WRITTEN INSTRUCTION 1:
Can you write out the search engine message, everything from "Right now, I'd" down to "to corporate search engines."?
WRITTEN INSTRUCTION 2:
Could you extend the search engine message, picking up after its last sentence?

EXCERPTED TEXT:
Replacing corporate search engines with anonymous/decentralized search

Eric Mill eric at konklone.com
Sun Dec 29 00:39:18 PST 2013


Right now, I'd even settle for a competitive, interesting marketplace of
corporate search engines.


On Sun, Dec 29, 2013 at 3:17 AM, Jesse R. Taylor
<jessetaylor84 at riseup.net>wrote:

>  Recently there has been a lot of focus on the importance of developing
> more secure alternatives to email, instant messaging, browsing, etc. ...
> but I've seen very little focus on the need for development of alternatives
> to corporate search engines.

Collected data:
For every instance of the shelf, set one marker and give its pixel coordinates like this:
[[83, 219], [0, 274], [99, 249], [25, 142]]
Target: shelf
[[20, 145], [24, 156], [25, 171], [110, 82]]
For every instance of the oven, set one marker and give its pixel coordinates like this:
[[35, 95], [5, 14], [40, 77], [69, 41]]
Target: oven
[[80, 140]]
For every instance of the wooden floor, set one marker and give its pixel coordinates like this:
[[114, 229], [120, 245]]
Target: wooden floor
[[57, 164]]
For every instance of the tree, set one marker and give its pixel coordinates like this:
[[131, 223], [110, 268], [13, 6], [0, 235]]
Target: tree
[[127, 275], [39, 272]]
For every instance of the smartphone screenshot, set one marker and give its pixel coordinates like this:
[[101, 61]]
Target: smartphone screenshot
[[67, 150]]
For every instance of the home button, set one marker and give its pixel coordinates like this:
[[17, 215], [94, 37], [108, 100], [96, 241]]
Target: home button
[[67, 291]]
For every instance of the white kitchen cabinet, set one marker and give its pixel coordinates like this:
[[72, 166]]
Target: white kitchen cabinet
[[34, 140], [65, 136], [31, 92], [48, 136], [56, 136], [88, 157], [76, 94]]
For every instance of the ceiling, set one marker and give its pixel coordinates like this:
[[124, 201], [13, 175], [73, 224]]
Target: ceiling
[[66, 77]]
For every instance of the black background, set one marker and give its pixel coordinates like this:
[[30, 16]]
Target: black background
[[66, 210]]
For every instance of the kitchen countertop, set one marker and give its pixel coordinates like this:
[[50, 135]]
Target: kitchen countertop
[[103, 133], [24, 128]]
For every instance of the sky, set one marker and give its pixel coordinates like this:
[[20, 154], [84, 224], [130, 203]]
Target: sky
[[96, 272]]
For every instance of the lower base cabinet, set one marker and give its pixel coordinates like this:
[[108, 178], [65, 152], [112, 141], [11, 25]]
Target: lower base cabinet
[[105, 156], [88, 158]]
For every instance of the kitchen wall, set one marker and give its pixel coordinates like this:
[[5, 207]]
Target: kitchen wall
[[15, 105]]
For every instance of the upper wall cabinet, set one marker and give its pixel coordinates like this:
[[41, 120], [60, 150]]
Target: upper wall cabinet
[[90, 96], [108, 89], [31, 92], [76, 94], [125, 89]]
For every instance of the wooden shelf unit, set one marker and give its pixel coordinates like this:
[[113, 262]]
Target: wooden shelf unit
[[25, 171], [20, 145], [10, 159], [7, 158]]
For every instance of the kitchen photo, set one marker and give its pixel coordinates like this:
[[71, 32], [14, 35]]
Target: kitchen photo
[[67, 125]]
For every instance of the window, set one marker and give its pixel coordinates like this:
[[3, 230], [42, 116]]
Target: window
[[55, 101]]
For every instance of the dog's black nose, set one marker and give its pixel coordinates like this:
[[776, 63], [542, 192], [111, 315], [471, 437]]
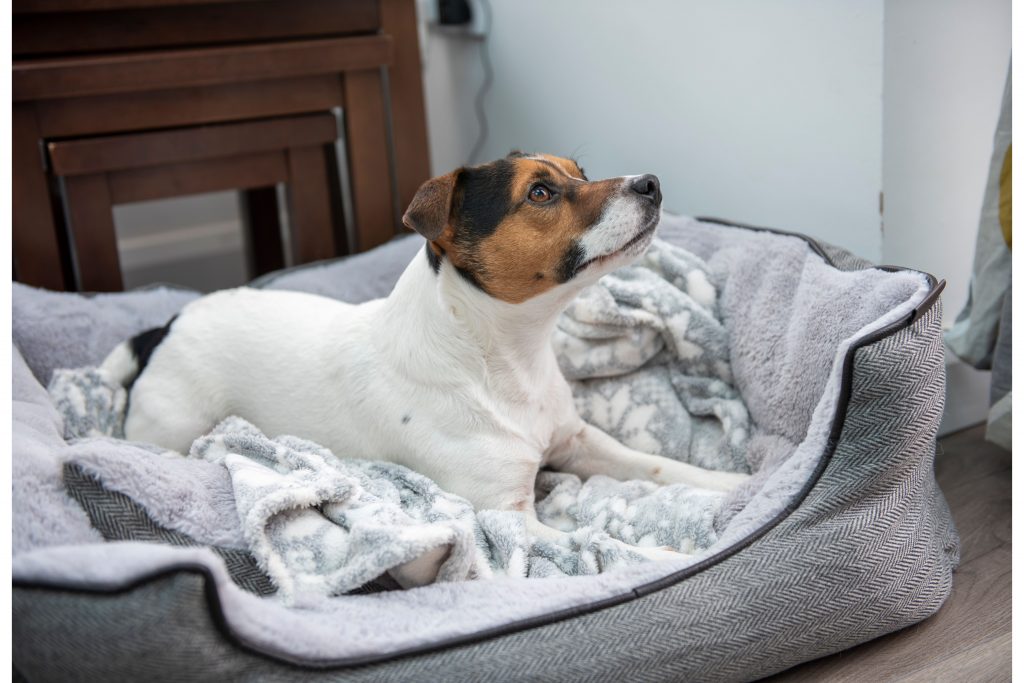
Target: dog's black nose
[[649, 186]]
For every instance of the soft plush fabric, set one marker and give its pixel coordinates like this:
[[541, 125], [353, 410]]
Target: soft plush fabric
[[868, 550], [645, 344], [792, 318]]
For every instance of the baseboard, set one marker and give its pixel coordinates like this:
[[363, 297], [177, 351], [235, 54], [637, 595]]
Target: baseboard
[[967, 395]]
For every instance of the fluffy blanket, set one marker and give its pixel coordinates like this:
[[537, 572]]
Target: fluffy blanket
[[648, 357]]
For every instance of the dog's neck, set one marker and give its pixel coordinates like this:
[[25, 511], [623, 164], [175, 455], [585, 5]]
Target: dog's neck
[[462, 329]]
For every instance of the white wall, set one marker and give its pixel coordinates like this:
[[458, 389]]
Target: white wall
[[761, 112], [945, 67]]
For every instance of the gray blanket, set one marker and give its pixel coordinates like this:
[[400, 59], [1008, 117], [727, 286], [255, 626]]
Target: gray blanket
[[648, 356]]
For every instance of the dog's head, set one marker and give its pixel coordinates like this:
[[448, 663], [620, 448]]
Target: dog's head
[[521, 225]]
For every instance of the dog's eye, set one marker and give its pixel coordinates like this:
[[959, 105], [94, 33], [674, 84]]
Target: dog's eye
[[540, 194]]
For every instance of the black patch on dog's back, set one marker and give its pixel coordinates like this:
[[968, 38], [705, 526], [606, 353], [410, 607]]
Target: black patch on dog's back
[[143, 344], [433, 258]]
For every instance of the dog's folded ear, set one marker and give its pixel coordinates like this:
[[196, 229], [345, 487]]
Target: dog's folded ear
[[429, 211]]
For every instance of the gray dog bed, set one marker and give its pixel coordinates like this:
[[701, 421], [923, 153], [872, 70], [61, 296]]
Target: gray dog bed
[[842, 538]]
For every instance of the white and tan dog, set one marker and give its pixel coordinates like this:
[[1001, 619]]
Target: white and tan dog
[[453, 375]]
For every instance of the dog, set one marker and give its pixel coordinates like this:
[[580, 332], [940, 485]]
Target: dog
[[453, 375]]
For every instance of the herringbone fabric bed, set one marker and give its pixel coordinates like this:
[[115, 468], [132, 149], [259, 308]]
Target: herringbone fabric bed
[[869, 550]]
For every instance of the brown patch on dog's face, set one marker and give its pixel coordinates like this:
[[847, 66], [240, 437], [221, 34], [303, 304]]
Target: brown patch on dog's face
[[515, 226]]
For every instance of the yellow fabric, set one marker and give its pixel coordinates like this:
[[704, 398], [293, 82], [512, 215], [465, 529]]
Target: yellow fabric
[[1006, 198]]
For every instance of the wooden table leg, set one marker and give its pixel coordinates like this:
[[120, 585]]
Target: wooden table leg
[[35, 244], [369, 161], [261, 222], [94, 242], [409, 121], [309, 205]]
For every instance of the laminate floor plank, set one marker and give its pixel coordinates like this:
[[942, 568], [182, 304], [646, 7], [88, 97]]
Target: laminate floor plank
[[970, 638]]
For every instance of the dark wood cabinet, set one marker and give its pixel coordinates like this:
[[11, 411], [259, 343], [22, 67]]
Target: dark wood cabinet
[[120, 100]]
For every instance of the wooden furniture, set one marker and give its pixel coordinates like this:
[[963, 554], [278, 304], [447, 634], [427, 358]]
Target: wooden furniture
[[90, 77], [255, 156]]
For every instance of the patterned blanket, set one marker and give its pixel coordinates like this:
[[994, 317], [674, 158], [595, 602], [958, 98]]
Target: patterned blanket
[[647, 355]]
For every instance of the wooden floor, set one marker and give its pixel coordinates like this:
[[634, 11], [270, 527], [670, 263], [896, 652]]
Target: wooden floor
[[968, 640]]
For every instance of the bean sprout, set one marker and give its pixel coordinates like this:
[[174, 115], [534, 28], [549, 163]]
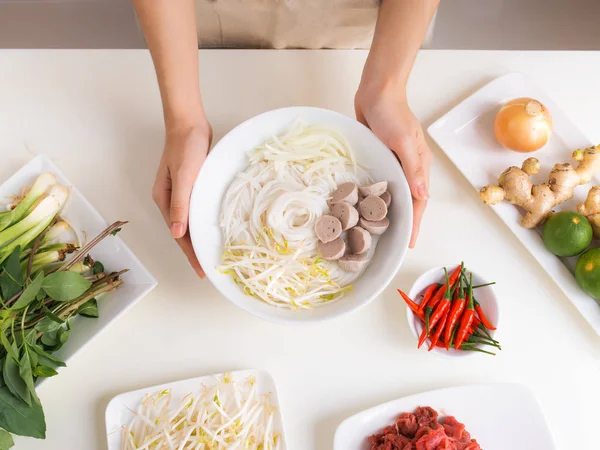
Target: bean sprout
[[228, 415], [268, 216]]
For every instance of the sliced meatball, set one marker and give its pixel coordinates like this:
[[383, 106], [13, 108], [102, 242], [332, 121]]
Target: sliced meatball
[[328, 228], [352, 263], [374, 189], [359, 240], [376, 227], [387, 198], [373, 208], [347, 214], [345, 192], [332, 250]]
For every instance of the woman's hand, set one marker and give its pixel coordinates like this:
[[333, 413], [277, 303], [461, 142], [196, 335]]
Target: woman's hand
[[185, 151], [385, 111]]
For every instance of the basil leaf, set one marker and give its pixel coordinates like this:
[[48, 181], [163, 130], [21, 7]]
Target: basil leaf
[[65, 286], [27, 375], [6, 441], [19, 418], [43, 372], [8, 347], [89, 309], [30, 292], [14, 382], [98, 267]]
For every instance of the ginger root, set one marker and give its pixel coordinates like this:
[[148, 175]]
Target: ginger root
[[590, 208], [538, 200]]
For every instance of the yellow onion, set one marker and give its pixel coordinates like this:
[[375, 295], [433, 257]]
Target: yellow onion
[[523, 125]]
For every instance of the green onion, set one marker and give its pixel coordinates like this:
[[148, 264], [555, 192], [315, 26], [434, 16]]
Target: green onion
[[44, 182]]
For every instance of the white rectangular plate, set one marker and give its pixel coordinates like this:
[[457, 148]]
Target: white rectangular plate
[[498, 416], [119, 411], [466, 135], [112, 252]]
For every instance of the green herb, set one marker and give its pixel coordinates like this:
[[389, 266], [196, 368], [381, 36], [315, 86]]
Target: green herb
[[98, 267], [65, 286], [38, 301], [30, 292], [89, 309], [19, 418], [6, 441]]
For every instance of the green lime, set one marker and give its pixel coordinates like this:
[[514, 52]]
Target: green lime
[[587, 272], [567, 233]]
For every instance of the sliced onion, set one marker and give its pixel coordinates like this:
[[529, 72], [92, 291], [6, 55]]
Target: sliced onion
[[523, 125]]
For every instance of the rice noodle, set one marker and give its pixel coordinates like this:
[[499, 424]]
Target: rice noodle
[[268, 216]]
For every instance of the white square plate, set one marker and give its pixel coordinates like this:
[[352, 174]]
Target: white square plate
[[112, 252], [498, 416], [119, 411], [466, 135]]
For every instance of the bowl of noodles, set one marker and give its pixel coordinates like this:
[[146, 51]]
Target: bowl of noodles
[[255, 203]]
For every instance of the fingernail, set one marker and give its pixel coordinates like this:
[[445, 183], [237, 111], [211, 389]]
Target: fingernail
[[177, 230]]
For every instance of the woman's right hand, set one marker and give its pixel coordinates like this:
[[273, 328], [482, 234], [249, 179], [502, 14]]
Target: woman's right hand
[[185, 150]]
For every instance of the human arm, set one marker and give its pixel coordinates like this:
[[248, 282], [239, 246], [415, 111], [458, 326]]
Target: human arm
[[170, 31], [381, 101]]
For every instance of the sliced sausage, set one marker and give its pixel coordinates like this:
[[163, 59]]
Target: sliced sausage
[[332, 250], [345, 192], [352, 263], [374, 189], [347, 214], [359, 240], [373, 208], [378, 227], [387, 198], [328, 228]]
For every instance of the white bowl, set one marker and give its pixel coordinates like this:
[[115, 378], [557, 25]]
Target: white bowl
[[229, 157], [484, 295]]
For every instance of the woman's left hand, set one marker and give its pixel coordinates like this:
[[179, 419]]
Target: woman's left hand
[[386, 112]]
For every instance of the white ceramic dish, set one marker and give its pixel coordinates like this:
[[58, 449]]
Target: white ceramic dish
[[229, 157], [466, 135], [499, 416], [119, 411], [484, 295], [112, 252]]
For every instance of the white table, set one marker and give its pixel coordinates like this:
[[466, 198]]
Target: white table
[[97, 115]]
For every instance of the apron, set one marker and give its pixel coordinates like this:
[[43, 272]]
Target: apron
[[309, 24]]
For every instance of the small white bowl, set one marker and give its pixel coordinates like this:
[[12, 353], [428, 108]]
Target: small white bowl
[[230, 156], [485, 296]]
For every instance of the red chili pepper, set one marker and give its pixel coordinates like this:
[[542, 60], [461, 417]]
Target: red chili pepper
[[436, 336], [412, 305], [444, 303], [427, 295], [466, 321], [455, 313], [486, 323], [441, 291]]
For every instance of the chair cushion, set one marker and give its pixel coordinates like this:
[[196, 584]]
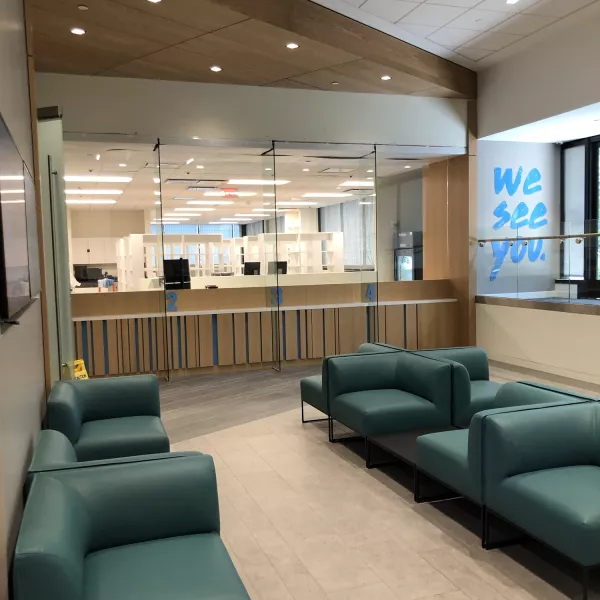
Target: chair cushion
[[483, 396], [311, 392], [128, 436], [180, 568], [560, 507], [378, 412], [444, 456]]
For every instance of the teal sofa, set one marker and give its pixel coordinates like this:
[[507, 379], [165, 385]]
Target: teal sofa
[[472, 390], [313, 390], [146, 531], [542, 474], [109, 418], [454, 458], [378, 394]]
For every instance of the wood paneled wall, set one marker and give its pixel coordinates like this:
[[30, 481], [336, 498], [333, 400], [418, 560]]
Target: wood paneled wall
[[123, 346]]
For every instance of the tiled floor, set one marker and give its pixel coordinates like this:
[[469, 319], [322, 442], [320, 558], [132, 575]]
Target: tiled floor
[[305, 520]]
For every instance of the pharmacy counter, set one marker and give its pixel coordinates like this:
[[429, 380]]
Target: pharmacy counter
[[209, 330]]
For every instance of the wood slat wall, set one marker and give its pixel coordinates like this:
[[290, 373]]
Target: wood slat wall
[[124, 346]]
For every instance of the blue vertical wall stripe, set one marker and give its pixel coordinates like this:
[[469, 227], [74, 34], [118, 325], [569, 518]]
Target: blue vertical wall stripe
[[93, 354], [233, 335], [247, 340], [137, 345], [84, 343], [215, 341], [105, 344], [299, 334], [150, 349], [283, 328], [179, 346]]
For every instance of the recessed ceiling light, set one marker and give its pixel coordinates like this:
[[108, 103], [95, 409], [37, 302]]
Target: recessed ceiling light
[[205, 202], [325, 195], [258, 182], [233, 194], [91, 201], [93, 192], [97, 179]]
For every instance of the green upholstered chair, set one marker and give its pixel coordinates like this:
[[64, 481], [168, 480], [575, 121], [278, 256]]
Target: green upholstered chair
[[147, 530], [54, 452], [542, 474], [472, 390], [377, 394], [109, 418], [454, 457], [312, 388]]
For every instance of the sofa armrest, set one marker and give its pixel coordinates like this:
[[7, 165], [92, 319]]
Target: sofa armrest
[[52, 544], [535, 438], [359, 372], [136, 502]]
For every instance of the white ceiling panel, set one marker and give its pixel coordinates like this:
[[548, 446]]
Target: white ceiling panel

REPLY 1:
Right now, I'd even settle for a competitive, interesting marketplace of
corporate search engines.


On Sun, Dec 29, 2013 at 3:17 AM, Jesse R. Taylor
<jessetaylor84 at riseup.net>wrote:

>  Recently there has been a lot of focus on the importance of developing
> more secure alternatives to email, instant messaging, browsing, etc. ...
> but I've seen very little focus on the need for development of alternatives
> to corporate search engines.

REPLY 2:
>
> Corporate/state control of the Internet involves a three pronged strategy
> of: mass surveillance, censorship/criminalization of undesirable ideas, and
> traffic shaping (i.e. directing people away of things you don't want them
> to see, and towards things you do). Corporate search engines are implicated
> in all three of these, i.e. they:
>
> 1) Monitor what we are searching for
> 2) Censor websites by removing them from search engine indexes
> 3) Shape traffic via non-transparent algorithms that can sort search
> results in a way that grants prominence to certain types of sites
> (corporate media, etc.), in order to suit the interests of multinational
> corporations and governments.
>
> ... so obviously, developing alternatives to corporate search is every bit
> as crucial for protecting privacy and free speech as encrypting our
> emails/chats, and anonymizing our browsing ...
>
> But I've seen very little information about practical/simple options that
> are available for anonymous and decentralized Internet search software.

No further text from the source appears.